## [Exercise directions]
Take the entries below and print only the lines from the one with "Target: operating table base column" through the one with "Label a point on each instance of the metal", exactly as they stand, both ends included.

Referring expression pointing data

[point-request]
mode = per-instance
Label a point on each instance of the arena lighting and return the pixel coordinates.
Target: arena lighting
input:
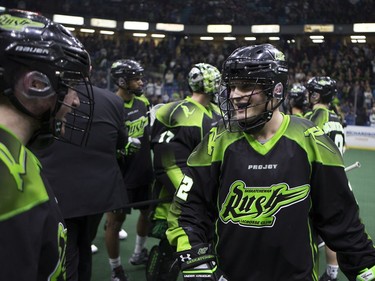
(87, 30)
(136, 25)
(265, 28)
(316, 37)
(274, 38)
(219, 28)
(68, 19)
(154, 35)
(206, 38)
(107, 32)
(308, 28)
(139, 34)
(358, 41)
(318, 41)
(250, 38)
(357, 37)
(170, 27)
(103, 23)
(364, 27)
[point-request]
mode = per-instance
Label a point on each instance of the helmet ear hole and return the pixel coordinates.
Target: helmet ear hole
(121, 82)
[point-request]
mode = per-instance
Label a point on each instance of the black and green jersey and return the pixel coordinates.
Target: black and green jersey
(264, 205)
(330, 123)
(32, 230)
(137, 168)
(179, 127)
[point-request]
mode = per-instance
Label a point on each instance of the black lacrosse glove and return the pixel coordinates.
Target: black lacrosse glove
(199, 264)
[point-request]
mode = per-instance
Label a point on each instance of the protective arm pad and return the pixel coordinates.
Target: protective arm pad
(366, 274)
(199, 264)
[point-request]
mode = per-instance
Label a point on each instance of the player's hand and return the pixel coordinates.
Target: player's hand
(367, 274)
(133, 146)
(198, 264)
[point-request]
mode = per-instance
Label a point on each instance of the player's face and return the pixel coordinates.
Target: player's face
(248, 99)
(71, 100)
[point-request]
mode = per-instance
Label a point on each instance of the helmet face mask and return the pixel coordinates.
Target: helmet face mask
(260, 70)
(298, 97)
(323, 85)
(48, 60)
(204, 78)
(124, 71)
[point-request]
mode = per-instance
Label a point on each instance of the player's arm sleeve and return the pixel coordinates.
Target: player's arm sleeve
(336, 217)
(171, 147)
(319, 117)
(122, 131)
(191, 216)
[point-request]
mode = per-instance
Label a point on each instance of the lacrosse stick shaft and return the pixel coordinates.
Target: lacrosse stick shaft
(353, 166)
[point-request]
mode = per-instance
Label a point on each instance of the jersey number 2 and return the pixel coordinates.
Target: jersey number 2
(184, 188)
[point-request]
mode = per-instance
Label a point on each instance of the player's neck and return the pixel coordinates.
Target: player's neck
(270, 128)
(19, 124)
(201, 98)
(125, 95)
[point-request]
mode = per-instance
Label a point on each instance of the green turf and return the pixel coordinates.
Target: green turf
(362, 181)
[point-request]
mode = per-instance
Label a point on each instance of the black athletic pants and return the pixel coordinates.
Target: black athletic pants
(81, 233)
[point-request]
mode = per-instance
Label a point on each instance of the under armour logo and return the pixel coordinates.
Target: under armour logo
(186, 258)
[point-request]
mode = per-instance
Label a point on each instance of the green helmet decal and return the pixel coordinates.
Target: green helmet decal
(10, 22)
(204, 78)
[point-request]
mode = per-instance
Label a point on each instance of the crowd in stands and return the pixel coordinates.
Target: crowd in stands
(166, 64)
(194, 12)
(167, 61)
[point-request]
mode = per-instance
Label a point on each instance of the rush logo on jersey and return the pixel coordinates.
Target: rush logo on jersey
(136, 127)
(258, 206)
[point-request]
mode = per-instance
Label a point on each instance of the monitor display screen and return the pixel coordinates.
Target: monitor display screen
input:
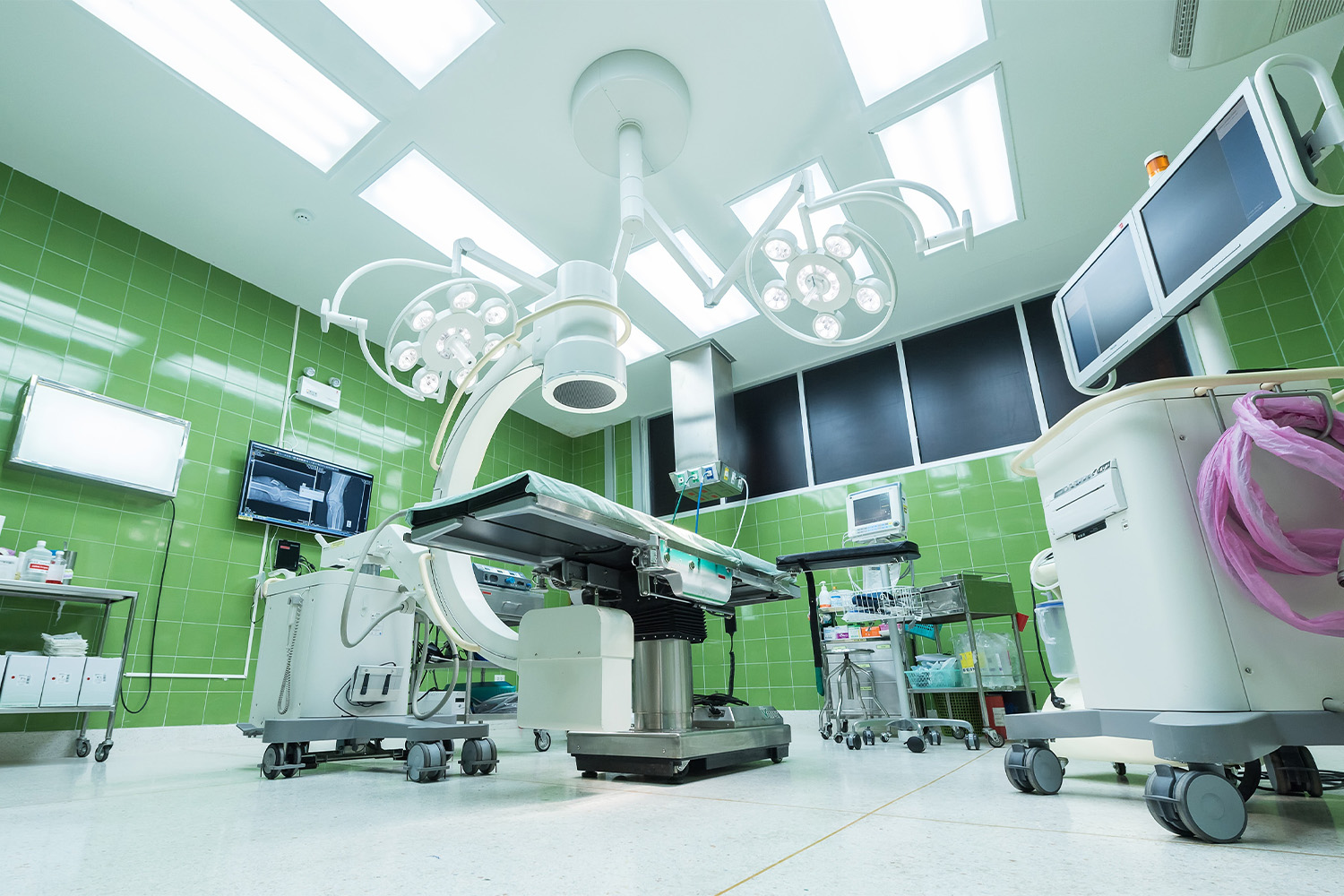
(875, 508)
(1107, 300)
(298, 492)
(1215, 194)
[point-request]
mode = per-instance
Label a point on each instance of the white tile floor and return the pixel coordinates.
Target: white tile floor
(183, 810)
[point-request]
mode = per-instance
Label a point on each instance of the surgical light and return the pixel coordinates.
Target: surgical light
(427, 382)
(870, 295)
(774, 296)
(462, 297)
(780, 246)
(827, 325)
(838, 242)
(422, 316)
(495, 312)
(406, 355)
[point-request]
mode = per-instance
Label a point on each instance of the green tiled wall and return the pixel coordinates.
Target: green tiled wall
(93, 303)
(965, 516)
* * *
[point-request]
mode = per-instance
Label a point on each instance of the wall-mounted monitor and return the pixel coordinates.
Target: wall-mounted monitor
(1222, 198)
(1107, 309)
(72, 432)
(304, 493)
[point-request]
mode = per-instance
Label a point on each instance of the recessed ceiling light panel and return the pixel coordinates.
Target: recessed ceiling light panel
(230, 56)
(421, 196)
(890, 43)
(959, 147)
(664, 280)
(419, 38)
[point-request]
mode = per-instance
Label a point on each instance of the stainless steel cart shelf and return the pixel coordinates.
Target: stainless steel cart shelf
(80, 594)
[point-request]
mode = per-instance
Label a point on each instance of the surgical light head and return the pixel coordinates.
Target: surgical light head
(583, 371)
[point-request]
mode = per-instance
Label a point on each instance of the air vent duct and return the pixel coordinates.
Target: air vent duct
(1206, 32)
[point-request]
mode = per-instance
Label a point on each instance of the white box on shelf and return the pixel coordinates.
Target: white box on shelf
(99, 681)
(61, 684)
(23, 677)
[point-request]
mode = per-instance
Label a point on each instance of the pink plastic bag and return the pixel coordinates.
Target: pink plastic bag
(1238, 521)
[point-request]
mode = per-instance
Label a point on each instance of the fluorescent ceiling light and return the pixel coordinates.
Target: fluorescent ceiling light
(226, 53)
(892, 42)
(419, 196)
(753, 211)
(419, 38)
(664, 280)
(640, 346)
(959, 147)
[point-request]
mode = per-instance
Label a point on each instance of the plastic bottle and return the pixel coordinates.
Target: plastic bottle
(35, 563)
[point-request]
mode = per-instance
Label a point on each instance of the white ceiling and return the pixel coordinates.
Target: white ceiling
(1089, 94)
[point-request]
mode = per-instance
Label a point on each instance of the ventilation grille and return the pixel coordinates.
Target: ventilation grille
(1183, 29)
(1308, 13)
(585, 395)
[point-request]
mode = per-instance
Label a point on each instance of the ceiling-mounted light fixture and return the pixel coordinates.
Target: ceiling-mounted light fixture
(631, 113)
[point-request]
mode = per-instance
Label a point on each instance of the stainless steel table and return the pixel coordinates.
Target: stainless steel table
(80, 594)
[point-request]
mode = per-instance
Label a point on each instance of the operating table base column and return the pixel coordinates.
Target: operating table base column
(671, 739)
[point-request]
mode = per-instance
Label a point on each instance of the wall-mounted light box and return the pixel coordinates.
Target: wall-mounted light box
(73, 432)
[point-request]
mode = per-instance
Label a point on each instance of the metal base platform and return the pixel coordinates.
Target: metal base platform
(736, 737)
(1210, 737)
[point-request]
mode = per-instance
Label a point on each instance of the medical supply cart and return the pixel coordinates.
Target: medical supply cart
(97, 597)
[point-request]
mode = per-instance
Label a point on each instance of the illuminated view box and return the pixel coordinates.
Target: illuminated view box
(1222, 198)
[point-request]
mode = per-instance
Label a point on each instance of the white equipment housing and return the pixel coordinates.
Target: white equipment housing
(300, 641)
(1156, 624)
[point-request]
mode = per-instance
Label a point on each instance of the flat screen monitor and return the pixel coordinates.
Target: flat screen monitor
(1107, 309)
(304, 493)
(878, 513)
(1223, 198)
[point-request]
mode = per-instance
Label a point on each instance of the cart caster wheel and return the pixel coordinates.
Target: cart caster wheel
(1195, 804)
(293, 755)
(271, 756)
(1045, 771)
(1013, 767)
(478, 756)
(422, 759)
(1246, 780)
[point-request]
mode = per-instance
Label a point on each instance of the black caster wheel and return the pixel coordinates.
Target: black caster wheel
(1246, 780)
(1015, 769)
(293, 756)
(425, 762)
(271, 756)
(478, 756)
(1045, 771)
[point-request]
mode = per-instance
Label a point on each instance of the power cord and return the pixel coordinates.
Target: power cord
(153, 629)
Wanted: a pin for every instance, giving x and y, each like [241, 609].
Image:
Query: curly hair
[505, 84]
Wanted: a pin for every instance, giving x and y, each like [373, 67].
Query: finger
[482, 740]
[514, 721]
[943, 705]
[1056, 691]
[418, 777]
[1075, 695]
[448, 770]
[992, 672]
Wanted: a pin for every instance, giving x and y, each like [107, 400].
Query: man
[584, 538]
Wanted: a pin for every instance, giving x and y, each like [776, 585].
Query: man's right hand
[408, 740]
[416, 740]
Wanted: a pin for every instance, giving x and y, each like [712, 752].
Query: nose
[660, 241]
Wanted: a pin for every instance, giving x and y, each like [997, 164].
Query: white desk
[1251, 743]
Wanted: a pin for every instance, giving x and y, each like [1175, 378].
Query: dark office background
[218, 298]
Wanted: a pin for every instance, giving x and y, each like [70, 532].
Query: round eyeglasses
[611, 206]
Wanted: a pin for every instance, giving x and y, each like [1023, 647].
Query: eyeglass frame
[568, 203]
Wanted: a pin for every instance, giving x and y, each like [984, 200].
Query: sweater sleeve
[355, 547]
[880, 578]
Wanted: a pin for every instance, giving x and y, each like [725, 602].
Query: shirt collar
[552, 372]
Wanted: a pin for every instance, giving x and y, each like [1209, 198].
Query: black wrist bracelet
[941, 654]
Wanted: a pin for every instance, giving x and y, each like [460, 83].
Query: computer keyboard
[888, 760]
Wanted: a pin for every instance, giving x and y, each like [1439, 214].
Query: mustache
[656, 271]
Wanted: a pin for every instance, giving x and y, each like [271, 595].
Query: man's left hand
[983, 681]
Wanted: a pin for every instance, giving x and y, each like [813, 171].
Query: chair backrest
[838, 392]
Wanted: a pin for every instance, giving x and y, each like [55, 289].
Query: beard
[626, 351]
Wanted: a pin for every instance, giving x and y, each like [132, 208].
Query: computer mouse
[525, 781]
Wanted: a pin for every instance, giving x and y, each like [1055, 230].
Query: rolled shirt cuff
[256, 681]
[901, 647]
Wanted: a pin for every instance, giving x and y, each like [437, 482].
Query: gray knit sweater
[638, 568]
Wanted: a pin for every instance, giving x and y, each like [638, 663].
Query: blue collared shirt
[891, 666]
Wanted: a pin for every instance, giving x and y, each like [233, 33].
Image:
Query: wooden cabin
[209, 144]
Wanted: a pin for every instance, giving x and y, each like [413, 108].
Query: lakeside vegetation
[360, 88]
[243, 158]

## [Answer to this exercise]
Target: operating table base column
(671, 739)
[point-request]
mode = per-instance
Label a point on each instance of the wall-mounted light box and return the pixel coordinates.
Target: wall-mounted light box
(73, 432)
[point-request]
mode = per-instance
Label a point on each instance of the metal base platform and return the pixel coordinates.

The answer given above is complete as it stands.